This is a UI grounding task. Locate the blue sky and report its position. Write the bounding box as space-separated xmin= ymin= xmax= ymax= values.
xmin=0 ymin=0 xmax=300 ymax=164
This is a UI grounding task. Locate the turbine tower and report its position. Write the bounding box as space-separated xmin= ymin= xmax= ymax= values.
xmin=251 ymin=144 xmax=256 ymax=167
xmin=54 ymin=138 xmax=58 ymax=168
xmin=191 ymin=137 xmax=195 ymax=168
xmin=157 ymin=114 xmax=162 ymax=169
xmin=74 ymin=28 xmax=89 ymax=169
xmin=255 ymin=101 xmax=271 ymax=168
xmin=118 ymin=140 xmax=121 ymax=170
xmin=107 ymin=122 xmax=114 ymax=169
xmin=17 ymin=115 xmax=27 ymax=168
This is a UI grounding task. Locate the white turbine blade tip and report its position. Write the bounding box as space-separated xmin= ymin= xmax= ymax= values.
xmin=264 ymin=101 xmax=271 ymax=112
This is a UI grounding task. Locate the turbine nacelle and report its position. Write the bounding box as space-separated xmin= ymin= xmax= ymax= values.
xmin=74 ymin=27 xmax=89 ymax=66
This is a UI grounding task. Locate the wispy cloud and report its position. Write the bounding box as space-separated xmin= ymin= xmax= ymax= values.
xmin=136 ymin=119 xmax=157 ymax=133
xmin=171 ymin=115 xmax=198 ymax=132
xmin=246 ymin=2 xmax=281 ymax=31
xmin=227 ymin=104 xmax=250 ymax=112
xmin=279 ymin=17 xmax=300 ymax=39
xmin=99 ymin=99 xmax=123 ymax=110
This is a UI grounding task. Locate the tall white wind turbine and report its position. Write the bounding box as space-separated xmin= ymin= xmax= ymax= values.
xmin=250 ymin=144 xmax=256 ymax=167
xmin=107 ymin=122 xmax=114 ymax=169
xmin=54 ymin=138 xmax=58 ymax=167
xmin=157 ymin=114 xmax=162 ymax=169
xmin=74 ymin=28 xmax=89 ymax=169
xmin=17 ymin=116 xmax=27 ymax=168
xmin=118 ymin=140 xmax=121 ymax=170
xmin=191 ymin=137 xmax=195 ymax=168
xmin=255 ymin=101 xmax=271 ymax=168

To be done | Present every one of the entries above as a numbered list, one line per number, with blank lines omitted.

Written solution |
1. This is a UI grounding task. Locate the blue sky and report its position. Write the bounding box as space-separated xmin= ymin= xmax= ymax= values.
2. xmin=0 ymin=0 xmax=300 ymax=164
3. This is a UI grounding task. Locate the turbine tower and report its position. Write the bounding box as space-separated xmin= ymin= xmax= ymax= values.
4. xmin=251 ymin=144 xmax=256 ymax=167
5. xmin=54 ymin=138 xmax=58 ymax=168
6. xmin=191 ymin=137 xmax=195 ymax=168
7. xmin=157 ymin=114 xmax=162 ymax=169
8. xmin=74 ymin=28 xmax=89 ymax=169
9. xmin=255 ymin=101 xmax=271 ymax=168
10. xmin=118 ymin=140 xmax=121 ymax=170
11. xmin=107 ymin=122 xmax=114 ymax=169
12. xmin=17 ymin=115 xmax=27 ymax=168
13. This is a UI grounding task. Locate the white turbine blade tip and report its position. Write the bounding box as space-separated xmin= ymin= xmax= ymax= values.
14. xmin=264 ymin=101 xmax=271 ymax=112
15. This is a UI grounding task. Locate the turbine nacelle and report its position. Write the bounding box as space-separated xmin= ymin= xmax= ymax= values.
16. xmin=74 ymin=27 xmax=89 ymax=66
17. This is a UI grounding task. Locate the wispy cloud and report its position. Write the bounding box as space-separated xmin= ymin= xmax= ymax= values.
18. xmin=136 ymin=119 xmax=157 ymax=133
19. xmin=171 ymin=115 xmax=198 ymax=132
20. xmin=246 ymin=2 xmax=281 ymax=31
21. xmin=227 ymin=104 xmax=250 ymax=112
22. xmin=279 ymin=17 xmax=300 ymax=39
23. xmin=99 ymin=99 xmax=123 ymax=110
24. This is a UI grounding task. Locate the tall white wind turbine and report its position. Write the bounding box as space-separated xmin= ymin= xmax= ymax= values.
25. xmin=250 ymin=144 xmax=256 ymax=167
26. xmin=107 ymin=122 xmax=114 ymax=169
27. xmin=54 ymin=138 xmax=58 ymax=167
28. xmin=157 ymin=114 xmax=162 ymax=169
29. xmin=74 ymin=28 xmax=89 ymax=169
30. xmin=17 ymin=116 xmax=27 ymax=168
31. xmin=118 ymin=140 xmax=121 ymax=170
32. xmin=191 ymin=137 xmax=195 ymax=168
33. xmin=255 ymin=101 xmax=271 ymax=168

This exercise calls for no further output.